§ **Actions to take**:
**a)** Quote the passage on the Quidam costumes from "Each artist has" to "war or tragedy.".
**b)** Write what comes next in the passage on the Quidam costumes, picking up after its final sentence.

Each artist has between two to seven costumes apiece and each costume is specifically designed for that artist (with at least two spares of every costume). For example, the costumes of the Banquine troupe are the same design, but in different colors. At first, they are more colorful, representing characters in real life, but later the colors become muted, representing life after war or tragedy.

    “Quidam is an exploration of the everyday. Robert Doisneau was a wonderful source of inspiration for how the characters move and express their being. The surrealists Magritte and Delvaux were a guide in choosing the color scheme for the show, and also inspired how feeling and emotion are represented in it. In Quidam, a young girl experiences loneliness, anonymity, and alienation. She’s dressed in orange, the color of action. But she’s surrounded by grey everywhere, and red, the color of love, anger, and death.” – Dominique Lemieux (Spectaculara)

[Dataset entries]

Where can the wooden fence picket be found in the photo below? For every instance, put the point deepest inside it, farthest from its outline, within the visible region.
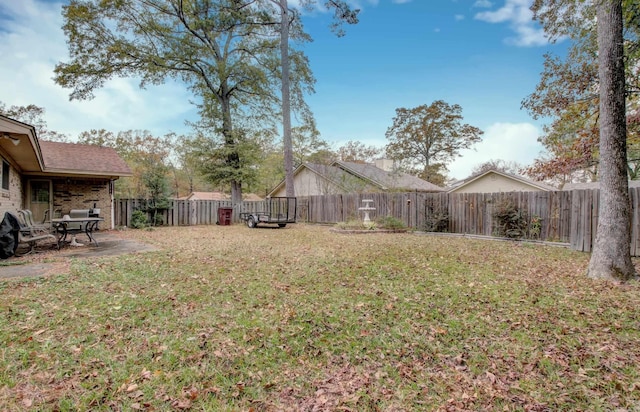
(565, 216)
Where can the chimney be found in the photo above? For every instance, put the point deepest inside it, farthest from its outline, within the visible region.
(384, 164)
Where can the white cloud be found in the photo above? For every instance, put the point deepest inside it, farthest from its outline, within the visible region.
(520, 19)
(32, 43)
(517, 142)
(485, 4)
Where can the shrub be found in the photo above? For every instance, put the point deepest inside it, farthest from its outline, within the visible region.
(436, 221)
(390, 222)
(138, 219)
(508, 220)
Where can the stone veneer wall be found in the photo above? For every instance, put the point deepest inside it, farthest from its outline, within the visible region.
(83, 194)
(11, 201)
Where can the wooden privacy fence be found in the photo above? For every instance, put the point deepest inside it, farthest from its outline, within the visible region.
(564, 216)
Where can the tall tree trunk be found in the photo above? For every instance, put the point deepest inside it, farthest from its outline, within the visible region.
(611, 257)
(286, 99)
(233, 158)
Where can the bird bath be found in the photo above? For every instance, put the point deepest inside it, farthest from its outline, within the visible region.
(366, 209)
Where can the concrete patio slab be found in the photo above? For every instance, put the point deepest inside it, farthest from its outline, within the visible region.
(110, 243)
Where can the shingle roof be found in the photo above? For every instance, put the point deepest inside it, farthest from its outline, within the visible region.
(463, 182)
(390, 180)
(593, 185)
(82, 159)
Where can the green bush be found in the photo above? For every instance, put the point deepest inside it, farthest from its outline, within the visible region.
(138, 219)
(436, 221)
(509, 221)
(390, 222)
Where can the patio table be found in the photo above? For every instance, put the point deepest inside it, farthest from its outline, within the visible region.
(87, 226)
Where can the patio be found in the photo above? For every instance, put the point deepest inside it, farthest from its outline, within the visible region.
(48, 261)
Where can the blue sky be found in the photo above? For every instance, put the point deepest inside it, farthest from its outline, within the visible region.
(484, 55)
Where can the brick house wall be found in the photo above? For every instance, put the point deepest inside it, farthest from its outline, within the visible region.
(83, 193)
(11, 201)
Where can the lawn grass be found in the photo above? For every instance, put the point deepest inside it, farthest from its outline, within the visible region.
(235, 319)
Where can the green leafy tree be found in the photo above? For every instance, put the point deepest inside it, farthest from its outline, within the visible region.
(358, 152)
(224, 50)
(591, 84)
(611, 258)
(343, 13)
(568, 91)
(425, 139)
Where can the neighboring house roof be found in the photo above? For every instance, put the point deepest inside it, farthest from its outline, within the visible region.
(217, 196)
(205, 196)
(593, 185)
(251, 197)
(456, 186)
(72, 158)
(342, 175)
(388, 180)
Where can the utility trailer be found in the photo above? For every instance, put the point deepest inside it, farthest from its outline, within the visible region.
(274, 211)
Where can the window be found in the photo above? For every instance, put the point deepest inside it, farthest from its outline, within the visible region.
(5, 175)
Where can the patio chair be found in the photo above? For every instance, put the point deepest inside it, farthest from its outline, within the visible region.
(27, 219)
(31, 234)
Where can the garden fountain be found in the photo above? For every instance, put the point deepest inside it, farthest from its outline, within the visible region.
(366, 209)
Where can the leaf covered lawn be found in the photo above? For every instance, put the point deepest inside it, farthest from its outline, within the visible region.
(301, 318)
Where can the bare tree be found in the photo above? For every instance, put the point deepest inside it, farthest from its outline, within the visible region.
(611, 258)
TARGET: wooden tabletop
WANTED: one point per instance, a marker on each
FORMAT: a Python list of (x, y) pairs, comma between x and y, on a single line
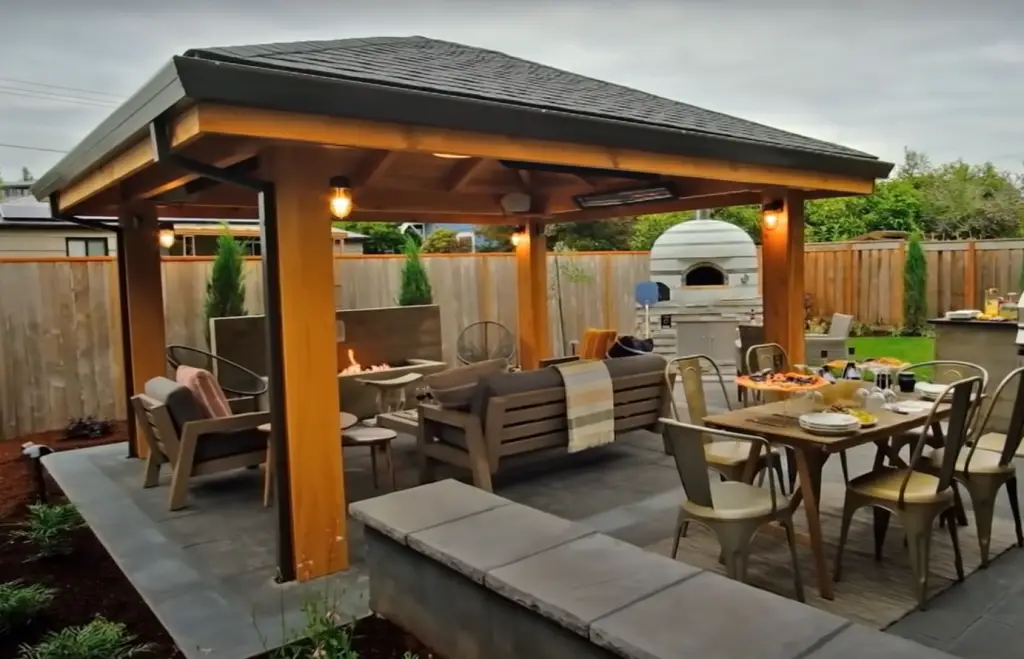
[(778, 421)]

--

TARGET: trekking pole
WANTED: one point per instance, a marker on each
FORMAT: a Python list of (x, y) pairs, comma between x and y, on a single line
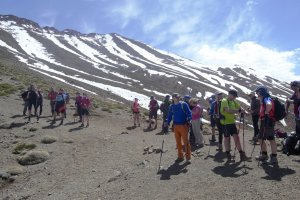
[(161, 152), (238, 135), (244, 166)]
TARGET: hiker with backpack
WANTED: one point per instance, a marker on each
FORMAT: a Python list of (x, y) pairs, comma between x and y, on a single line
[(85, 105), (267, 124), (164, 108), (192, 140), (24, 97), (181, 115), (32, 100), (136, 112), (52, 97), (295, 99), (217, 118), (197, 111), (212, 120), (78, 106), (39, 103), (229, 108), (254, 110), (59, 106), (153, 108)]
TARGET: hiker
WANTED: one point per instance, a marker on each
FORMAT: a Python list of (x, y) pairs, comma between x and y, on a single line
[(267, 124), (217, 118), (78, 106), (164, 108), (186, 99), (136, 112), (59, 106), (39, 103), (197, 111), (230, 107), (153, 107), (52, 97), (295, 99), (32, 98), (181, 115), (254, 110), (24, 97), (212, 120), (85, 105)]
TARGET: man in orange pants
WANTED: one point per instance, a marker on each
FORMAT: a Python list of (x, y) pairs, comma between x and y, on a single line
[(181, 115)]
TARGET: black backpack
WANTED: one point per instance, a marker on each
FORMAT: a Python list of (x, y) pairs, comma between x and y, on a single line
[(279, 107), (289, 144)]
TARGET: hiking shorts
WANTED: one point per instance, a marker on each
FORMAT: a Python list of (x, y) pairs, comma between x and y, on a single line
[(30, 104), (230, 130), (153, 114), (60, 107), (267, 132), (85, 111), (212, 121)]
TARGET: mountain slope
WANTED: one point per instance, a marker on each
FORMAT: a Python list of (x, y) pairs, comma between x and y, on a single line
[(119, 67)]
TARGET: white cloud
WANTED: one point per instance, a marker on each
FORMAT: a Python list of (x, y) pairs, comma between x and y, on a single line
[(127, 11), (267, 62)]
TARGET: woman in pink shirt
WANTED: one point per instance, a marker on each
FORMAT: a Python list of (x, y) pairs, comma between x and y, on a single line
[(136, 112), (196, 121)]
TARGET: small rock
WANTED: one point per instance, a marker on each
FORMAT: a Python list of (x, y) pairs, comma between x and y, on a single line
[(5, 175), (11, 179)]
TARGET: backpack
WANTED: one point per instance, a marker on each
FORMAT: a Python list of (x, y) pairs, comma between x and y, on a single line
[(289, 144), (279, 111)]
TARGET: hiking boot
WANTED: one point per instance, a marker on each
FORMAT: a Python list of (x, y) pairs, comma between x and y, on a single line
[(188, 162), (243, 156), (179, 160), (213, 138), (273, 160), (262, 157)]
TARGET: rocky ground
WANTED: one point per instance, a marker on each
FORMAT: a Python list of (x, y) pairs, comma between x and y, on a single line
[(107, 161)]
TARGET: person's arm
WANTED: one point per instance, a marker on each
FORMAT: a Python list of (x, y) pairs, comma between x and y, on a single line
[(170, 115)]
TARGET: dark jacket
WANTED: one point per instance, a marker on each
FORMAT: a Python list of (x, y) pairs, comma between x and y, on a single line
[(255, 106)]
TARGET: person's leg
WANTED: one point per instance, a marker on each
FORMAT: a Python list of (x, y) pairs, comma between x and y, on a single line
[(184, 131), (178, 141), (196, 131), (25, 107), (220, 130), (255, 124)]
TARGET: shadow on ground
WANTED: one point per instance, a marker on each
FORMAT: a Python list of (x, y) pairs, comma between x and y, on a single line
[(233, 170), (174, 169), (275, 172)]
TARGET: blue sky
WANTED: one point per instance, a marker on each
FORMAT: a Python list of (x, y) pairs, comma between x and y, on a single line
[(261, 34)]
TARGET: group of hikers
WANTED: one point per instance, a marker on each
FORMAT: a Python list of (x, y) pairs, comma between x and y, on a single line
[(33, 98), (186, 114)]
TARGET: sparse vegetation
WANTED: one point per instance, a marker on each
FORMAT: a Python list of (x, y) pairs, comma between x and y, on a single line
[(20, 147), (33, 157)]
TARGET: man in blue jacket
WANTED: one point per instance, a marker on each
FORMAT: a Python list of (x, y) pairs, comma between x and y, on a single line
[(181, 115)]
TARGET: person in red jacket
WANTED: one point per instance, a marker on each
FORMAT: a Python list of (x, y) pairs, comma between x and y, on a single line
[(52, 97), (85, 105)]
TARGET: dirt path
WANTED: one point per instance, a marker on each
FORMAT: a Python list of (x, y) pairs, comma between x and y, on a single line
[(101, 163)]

§ **Answers per task**:
**a)**
Each artist has between two to seven costumes apiece and each costume is specifically designed for that artist (with at least two spares of every costume). For example, the costumes of the Banquine troupe are the same design, but in different colors. At first, they are more colorful, representing characters in real life, but later the colors become muted, representing life after war or tragedy.

**b)**
Eighty percent of the fabrics used in the show’s costumes are custom dyed. These fabrics are usually white and are hand-dyed and printed in custom colors shop. Basic costume and lining materials include leather, jute, linen, crepe, wool, velvet, Lycra, and 42 varieties of silk and 30 varieties of cotton from England, France, Italy and California. Around the world, fabrics have been woven and knitted to the specifications of Cirque’s Costume Workshop. They were then processed by dyers using a number of dyeing, printing, airbrush, and tie-dyeing techniques.

Personae

    “When I designed the make-up for Quidam, I was inspired by Dominique Lemieux’s sketches, but also by the artists’ faces. I worked directly on their faces, trying to help get the emotion we wanted out of them. For each character, we did a phenomenal number of tests, and ended up with boxes and boxes of photos.” – Nathalie Gagne (Spectaculara)

The Family (Mom, Dad & Zoë) — Zoë is an average little girl. She is bored, yet curious, and she longs for the fun and excitement she believes lies just beyond her reach. She is lost amidst a world where she finds no meaning. She is frustrated and disillusioned and is swept up into the universe of Quidam. Zoë’s Mother conveys an air of absence and alienation. Inside her lie fear, frustration and desire but she will soon rediscover the intense feeling of being alive through pain and courage, play and love. Lost behind his newspaper, ensconced in his den, Zoë’s Father is completely, though unwittingly, self-absorbed. His white shoes are the only indication of a hidden personality.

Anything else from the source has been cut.